## What is expected
Exclude the pictures, then copy word for word the lines running from the beginning of the records through the line with "Target: decorated christmas tree".

Point localization data
'''
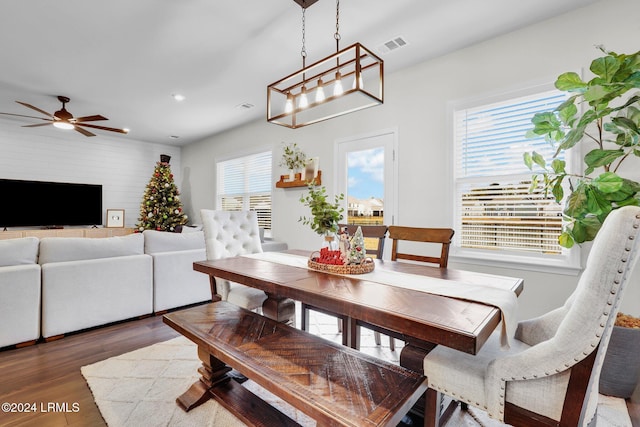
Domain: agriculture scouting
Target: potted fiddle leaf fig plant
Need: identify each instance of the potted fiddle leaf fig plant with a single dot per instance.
(325, 215)
(602, 114)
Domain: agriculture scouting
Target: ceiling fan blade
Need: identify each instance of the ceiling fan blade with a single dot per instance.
(22, 115)
(84, 131)
(35, 108)
(37, 124)
(90, 118)
(101, 127)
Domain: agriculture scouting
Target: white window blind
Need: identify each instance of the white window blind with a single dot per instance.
(494, 209)
(244, 183)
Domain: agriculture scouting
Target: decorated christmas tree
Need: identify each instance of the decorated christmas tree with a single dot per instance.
(161, 208)
(357, 252)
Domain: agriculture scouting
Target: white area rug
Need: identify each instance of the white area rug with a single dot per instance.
(140, 388)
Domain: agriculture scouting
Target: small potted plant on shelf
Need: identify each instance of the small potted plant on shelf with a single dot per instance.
(293, 158)
(621, 367)
(610, 124)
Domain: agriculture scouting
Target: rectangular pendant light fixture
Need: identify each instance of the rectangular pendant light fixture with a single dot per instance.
(349, 80)
(356, 69)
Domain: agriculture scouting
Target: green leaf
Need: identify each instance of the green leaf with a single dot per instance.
(558, 166)
(528, 160)
(598, 158)
(576, 205)
(565, 240)
(570, 82)
(539, 160)
(558, 191)
(596, 204)
(595, 93)
(573, 137)
(585, 229)
(605, 67)
(545, 123)
(567, 113)
(608, 182)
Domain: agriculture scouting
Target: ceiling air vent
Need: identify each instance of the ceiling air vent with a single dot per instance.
(392, 44)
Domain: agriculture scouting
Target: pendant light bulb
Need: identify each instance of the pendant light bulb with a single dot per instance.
(320, 91)
(304, 102)
(360, 82)
(288, 106)
(337, 87)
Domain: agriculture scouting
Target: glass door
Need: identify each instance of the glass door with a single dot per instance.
(367, 176)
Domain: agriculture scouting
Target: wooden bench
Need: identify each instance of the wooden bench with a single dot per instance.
(333, 384)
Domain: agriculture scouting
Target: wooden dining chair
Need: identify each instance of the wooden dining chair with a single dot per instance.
(372, 233)
(549, 376)
(430, 236)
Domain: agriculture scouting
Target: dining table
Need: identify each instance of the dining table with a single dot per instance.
(391, 299)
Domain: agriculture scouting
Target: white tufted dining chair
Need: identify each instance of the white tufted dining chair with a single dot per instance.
(550, 374)
(228, 234)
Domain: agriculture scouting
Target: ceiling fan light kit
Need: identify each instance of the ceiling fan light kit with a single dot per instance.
(62, 119)
(350, 80)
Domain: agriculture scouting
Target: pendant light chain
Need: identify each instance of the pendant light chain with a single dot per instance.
(337, 34)
(303, 52)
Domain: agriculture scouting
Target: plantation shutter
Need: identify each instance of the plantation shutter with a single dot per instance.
(244, 183)
(494, 208)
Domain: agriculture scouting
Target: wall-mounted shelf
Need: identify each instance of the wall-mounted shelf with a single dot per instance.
(297, 182)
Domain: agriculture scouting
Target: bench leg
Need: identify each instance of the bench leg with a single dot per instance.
(213, 372)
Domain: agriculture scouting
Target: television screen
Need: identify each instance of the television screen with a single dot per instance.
(47, 204)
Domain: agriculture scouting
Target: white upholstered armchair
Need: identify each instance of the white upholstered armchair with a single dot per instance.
(228, 234)
(550, 374)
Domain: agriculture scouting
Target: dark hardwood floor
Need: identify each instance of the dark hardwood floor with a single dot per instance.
(49, 373)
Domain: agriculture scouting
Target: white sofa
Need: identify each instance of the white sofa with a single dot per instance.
(56, 285)
(90, 282)
(175, 282)
(19, 291)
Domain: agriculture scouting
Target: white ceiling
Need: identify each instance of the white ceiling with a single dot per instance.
(125, 58)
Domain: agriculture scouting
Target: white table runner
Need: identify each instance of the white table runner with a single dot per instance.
(489, 294)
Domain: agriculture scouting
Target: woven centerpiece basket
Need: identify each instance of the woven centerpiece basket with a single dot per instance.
(367, 266)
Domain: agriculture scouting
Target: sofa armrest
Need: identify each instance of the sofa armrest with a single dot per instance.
(175, 282)
(82, 294)
(19, 304)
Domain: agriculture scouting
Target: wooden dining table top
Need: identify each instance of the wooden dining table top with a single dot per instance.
(456, 323)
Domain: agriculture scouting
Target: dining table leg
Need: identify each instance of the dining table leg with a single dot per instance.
(279, 309)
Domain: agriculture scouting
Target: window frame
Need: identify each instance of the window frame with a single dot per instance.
(246, 194)
(569, 262)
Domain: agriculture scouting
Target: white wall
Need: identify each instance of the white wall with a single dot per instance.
(416, 104)
(120, 164)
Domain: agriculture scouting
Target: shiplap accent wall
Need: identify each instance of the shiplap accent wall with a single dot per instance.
(122, 165)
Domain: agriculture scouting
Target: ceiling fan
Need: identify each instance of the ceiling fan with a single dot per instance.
(64, 120)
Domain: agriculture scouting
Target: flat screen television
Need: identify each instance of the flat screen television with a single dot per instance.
(49, 204)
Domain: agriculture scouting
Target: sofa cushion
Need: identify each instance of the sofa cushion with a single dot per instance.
(60, 249)
(19, 251)
(164, 241)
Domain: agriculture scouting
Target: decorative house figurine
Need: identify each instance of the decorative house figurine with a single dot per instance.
(357, 252)
(344, 245)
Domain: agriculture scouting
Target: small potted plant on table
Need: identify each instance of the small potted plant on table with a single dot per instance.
(343, 256)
'''
## Task solution
Domain: agriculture scouting
Target: potted fiddle leaf fig plant
Need: identify each instance of the potted fiddle leaf fig plant with a single dot per instance.
(325, 215)
(602, 114)
Domain: agriculture scouting
Target: ceiling fan blade
Need: identify each instance of the ceiling fan blade with a single dot per instance.
(22, 115)
(84, 131)
(35, 108)
(37, 124)
(90, 118)
(101, 127)
Domain: agriculture scouting
Target: white window blind
Need: identify each instance of the white window blind with a single dot per instance.
(494, 209)
(244, 183)
Domain: agriculture scouting
Target: decorated christmas tree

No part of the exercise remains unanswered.